(begin)

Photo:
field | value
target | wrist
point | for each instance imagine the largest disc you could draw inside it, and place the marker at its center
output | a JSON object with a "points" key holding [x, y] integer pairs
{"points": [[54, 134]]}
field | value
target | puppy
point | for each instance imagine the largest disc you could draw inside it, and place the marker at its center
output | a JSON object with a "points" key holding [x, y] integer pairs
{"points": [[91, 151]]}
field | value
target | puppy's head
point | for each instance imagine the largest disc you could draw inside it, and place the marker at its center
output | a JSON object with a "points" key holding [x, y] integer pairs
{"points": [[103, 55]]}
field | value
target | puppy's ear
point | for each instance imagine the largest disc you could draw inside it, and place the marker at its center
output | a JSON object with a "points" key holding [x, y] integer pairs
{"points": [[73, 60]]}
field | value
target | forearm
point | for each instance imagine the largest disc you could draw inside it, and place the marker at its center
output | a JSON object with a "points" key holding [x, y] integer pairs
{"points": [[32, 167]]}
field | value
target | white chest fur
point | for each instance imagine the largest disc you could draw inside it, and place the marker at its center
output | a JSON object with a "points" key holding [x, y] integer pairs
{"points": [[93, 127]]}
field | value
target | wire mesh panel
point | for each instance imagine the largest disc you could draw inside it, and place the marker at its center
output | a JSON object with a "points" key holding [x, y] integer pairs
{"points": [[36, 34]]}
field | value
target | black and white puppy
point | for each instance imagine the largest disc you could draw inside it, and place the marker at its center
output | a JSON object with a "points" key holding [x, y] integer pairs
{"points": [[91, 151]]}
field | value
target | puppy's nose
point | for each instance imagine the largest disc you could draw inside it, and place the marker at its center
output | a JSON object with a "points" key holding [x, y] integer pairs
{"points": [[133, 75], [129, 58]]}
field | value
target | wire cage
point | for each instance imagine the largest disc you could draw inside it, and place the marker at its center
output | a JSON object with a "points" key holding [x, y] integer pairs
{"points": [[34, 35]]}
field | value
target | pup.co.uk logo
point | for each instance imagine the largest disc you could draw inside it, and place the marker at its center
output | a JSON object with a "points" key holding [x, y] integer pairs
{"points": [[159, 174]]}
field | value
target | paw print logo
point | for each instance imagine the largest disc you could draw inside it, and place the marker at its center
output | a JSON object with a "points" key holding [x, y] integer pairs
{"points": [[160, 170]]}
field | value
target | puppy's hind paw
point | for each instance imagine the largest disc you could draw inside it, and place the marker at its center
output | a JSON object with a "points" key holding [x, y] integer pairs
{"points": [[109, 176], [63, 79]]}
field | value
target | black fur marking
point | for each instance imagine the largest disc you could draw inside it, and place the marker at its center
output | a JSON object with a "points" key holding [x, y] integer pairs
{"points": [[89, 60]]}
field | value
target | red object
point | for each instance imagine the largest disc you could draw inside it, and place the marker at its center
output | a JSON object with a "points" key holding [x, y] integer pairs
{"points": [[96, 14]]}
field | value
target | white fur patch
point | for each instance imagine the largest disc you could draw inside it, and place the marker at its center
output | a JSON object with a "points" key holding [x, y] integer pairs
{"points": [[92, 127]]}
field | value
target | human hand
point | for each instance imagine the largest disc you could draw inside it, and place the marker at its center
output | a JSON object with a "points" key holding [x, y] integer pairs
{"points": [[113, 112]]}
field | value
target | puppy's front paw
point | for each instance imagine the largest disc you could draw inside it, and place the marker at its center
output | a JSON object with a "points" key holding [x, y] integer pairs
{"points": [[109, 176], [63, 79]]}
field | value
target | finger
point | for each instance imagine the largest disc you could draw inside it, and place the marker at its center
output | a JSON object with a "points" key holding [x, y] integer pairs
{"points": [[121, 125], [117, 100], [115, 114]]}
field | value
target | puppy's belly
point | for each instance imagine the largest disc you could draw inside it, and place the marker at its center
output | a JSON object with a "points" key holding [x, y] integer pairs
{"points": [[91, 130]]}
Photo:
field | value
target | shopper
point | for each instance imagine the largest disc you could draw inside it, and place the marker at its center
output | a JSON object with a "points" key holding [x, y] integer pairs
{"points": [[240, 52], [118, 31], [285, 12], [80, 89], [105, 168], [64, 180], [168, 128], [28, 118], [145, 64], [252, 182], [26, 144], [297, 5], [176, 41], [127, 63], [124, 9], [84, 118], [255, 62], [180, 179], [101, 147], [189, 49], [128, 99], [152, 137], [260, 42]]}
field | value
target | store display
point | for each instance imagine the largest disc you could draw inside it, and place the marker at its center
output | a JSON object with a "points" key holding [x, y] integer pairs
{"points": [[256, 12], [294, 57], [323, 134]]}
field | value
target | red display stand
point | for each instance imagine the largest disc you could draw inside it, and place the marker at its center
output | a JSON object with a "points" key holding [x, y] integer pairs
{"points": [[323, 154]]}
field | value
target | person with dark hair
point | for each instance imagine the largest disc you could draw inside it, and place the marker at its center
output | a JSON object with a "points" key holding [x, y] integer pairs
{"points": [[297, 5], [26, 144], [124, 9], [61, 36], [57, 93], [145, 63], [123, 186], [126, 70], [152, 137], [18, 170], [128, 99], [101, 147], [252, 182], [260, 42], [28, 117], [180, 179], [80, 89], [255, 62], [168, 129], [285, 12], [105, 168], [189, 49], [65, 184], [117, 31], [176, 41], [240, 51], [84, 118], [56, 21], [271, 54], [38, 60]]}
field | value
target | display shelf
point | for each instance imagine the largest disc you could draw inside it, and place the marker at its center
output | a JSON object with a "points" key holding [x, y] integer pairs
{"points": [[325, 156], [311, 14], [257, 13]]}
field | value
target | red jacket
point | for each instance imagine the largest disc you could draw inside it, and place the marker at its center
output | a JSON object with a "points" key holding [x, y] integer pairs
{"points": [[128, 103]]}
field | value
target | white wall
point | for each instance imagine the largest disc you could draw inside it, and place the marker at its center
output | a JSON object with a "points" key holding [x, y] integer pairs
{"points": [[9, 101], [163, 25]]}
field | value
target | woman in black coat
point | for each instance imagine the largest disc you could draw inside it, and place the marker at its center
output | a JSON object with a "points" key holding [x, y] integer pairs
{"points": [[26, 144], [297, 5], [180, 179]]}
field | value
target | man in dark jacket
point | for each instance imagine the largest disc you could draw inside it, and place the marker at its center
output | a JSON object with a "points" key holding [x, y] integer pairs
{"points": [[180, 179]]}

(end)

* Challenge *
Copy every line of the records word for word.

* Answer to this task *
Photo:
field | value
target | wrist
point | for each instance imagine the largest disc you could draw inside it, and place the marker at its center
output | a JSON object with a "points" key holding [x, y] integer pairs
{"points": [[54, 134]]}
field | value
target | puppy
point | for each instance imagine the largest disc you could draw inside it, and place the marker at its center
output | a JSON object with a "points" key holding [x, y] integer pairs
{"points": [[91, 151]]}
field | value
target | puppy's head
point | for each instance imagine the largest disc you could draw inside it, and place the marker at its center
output | a JSON object with a "points" key holding [x, y] integer pairs
{"points": [[103, 55]]}
field | value
target | puppy's ear
point | for each instance imagine the largest disc you could draw inside it, and place the marker at its center
output | a JSON object with a "points" key holding [x, y] integer pairs
{"points": [[73, 60]]}
field | value
target | forearm
point | for each instance imagine the largest disc you could draw inside it, and place the marker at its center
output | a JSON object with a "points" key holding [x, y] integer pairs
{"points": [[32, 167]]}
field | value
target | white chest fur
point | for each instance imagine the largest disc you could draw inside it, and place the marker at its center
output | a JSON object with a "points" key holding [x, y] integer pairs
{"points": [[93, 127]]}
field | value
target | wire mesh panel
point | for each instance imagine the largest disc you could draw inside it, and place the marker at its center
output | a JSON object with a "points" key holding [x, y] integer pairs
{"points": [[36, 34]]}
field | value
target | black and white puppy
point | for each instance imagine the largest disc you could draw inside it, and place the marker at its center
output | a JSON object with a "points" key holding [x, y] integer pairs
{"points": [[91, 151]]}
field | value
target | puppy's nose
point | for each instance imagine the largest disc you could draw inside it, and place the marker at its center
output | a JSON object with a "points" key holding [x, y] integer pairs
{"points": [[133, 75], [129, 58]]}
field | value
target | wire cage
point | for each instance imagine the largest disc you could draw inside it, and place the marker at its center
output | a JSON object with a "points" key holding [x, y] integer pairs
{"points": [[34, 35]]}
field | value
target | pup.co.uk logo
point | for each instance imagine the largest disc you could draw inside it, and place the marker at its center
output | a JSON object with a "points" key holding [x, y] integer pairs
{"points": [[159, 174]]}
field | value
target | paw print logo
point | for each instance imagine the largest disc you could draw inside it, and place the marker at its center
output | a JSON object with a "points" key holding [x, y] integer pairs
{"points": [[160, 170]]}
field | value
target | puppy's hind paw
point | for each instance imagine the largest disc you could draw inside it, and place the marker at its center
output | a JSON object with a "points" key holding [x, y] integer pairs
{"points": [[109, 176], [63, 79]]}
field | value
target | black fur marking
point | for each instance imagine the largest disc you could draw inside it, and place the marker at its center
output | a JSON object with a "points" key holding [x, y] integer pairs
{"points": [[89, 60]]}
field | value
target | red object
point | for each instance imagine the largest disc you could draw inside it, and place the marker at its center
output | a JSON object with a "points" key holding [x, y] integer pairs
{"points": [[96, 14]]}
field | value
target | white fur patch
point | for each instance imagine the largest disc you could draw inside it, and place the marker at its center
output | a JSON object with a "points" key holding [x, y] integer pairs
{"points": [[92, 127]]}
field | value
target | human hand
point | for each instance imagine the largest disc you could draw inside it, and place the marker at its center
output | a JSON object with a "points" key holding [x, y] integer pairs
{"points": [[113, 112]]}
field | value
target | puppy's front paw
point | for each instance imagine the largest disc you could draw inside it, and place the marker at its center
output | a JSON object with a "points" key holding [x, y] integer pairs
{"points": [[109, 176], [63, 79]]}
field | value
target | finger
point | for each instance imagine the largest disc you could draw inside it, and place the marker at its center
output | a JSON object with a "points" key holding [x, y] integer pairs
{"points": [[121, 125], [117, 100], [115, 114]]}
field | value
target | puppy's belly
point | for each instance imagine the largest disc you could draw inside it, and place the marker at its center
output | a JSON object with a "points" key holding [x, y] integer pairs
{"points": [[91, 130]]}
Photo:
field | value
target | shopper
point | for each instance imagine the largest disc you could draw inside it, and place the marker at its center
output | a JSON object with a "points" key holding [x, y] integer pairs
{"points": [[240, 52], [118, 31], [285, 12], [80, 89], [105, 168], [64, 180], [168, 128], [28, 118], [145, 64], [252, 182], [26, 144], [297, 5], [176, 41], [127, 63], [124, 9], [84, 118], [255, 62], [180, 179], [101, 147], [189, 49], [128, 99], [152, 137], [260, 42]]}
field | value
target | store display
point | for each instance imagine the largest disc you could draw inside it, and place the marker at its center
output | a JSON object with a "points" key holding [x, y] integer pairs
{"points": [[256, 12], [294, 57], [323, 134]]}
field | value
target | red display stand
point | for each instance imagine the largest disc you could draw inside it, and place the marker at its center
output | a JSON object with a "points" key holding [x, y] integer pairs
{"points": [[323, 154]]}
field | value
target | person with dark hair
point | for each instance imagine the largest disc you could draw inside it, and place the marker at its center
output | a JSON object with a "points" key holding [x, y] integer pairs
{"points": [[297, 5], [26, 144], [124, 9], [61, 36], [57, 93], [145, 63], [123, 186], [126, 70], [152, 137], [18, 170], [128, 99], [101, 147], [252, 182], [260, 42], [28, 117], [180, 179], [80, 89], [255, 62], [168, 129], [285, 12], [105, 168], [189, 49], [65, 184], [117, 31], [176, 41], [240, 51], [84, 118], [56, 21], [271, 54], [38, 60]]}
field | value
target | display shelf
point | for each instance imagine the largest disc you could draw inside it, and place the marker at its center
output | a JSON object with a "points" key holding [x, y] integer pairs
{"points": [[325, 156], [311, 14], [257, 13]]}
field | value
target | red jacket
point | for each instance imagine the largest disc you could draw inside it, and place the marker at its center
output | a JSON object with a "points" key holding [x, y] integer pairs
{"points": [[128, 103]]}
field | value
target | white wall
point | for each instance imagine the largest disc you could draw inside it, and place the marker at its center
output | a JSON object with a "points" key holding [x, y] integer pairs
{"points": [[9, 101], [163, 25]]}
field | value
target | woman in black coat
point | for each instance imagine the largest disc you could draw inside it, and place the marker at its center
output | a JSON object with a "points" key holding [x, y] integer pairs
{"points": [[26, 144], [297, 5], [180, 179]]}
field | value
target | man in dark jacket
point | for each instance imagine the largest disc you could draw inside it, and place the marker at its center
output | a JSON object with a "points" key holding [x, y] integer pairs
{"points": [[180, 179]]}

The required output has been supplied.